EXTRAIT À LIRE >>

○ ○ ○ ○ ○ ○ ○

Message par Mme de Sabran Dim 10 Sep - 15:16

D'esprémesnil fut de ceux qui créèrent la première « agence de renseignements » à destination de l’émigration qui grossissait de jour en jour, et qu’on nomma les « Salons français » puisque ses réunions semblent s’être déroulées dans ce lieu déjà connu, situé au no 50 des Arcades du Palais-Royal et qui était utilisé, depuis 1785, comme un lieu de rassemblement des artistes, mécènes et amateurs d’art graphique.
Le Rouennais Lemaître était l’un des membres de cette société artistique, et c’est lui qui, en relation avec d’Eprémesnil, Cazalès et d’autres gravitant dans les mêmes cercles, créa cette cellule de renseignements à l’usage des émigrés.

○ ○ ○ ○ ○ ○ ○

TÂCHES À FAIRE >>
[A] Dans l'extrait sur les Salons français, à quel numéro des Arcades du Palais-Royal se trouvait le lieu des réunions ?
[B] Traduisez en anglais cette phrase de l'extrait sur les Salons français : « Le Rouennais Lemaître était l’un des membres de cette société artistique, et c’est lui qui, en relation avec d’Eprémesnil, Cazalès et d’autres gravitant dans les mêmes cercles, créa cette cellule de renseignements à l’usage des émigrés. »
Les lignes n'ont aucun rôle ici.

LIGNES DE DONNÉES >>

○ ○ ○ ○ ○ ○ ○

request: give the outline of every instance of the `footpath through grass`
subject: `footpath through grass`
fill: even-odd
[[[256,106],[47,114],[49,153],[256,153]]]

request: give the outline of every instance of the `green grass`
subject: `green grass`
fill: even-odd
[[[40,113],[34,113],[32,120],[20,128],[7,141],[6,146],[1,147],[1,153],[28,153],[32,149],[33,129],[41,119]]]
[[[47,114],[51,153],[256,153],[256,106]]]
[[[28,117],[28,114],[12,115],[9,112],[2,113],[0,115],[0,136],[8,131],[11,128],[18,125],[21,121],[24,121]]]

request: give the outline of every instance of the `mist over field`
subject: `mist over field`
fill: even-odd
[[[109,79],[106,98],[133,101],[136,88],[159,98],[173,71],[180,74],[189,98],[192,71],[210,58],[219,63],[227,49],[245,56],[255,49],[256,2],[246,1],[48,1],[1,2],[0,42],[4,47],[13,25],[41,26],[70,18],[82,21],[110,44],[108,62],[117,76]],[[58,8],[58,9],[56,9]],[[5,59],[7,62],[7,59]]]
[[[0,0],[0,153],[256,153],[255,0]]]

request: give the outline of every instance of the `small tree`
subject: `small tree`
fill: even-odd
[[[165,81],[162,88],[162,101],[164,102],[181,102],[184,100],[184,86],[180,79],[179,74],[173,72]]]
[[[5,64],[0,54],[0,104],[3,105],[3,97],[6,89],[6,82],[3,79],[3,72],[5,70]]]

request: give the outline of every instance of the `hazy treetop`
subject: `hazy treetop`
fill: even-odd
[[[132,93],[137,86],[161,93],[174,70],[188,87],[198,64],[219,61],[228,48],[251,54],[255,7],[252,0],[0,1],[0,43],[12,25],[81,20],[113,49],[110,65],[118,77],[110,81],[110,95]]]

○ ○ ○ ○ ○ ○ ○

RÉPONSES PAR TÂCHE >>
[A] Au no 50 des Arcades du Palais-Royal.

[B] Lemaître, from Rouen, was one of the members of this artistic society, and it was he who, in contact with d'Eprémesnil, Cazalès and others moving in the same circles, set up this intelligence unit for the use of the émigrés.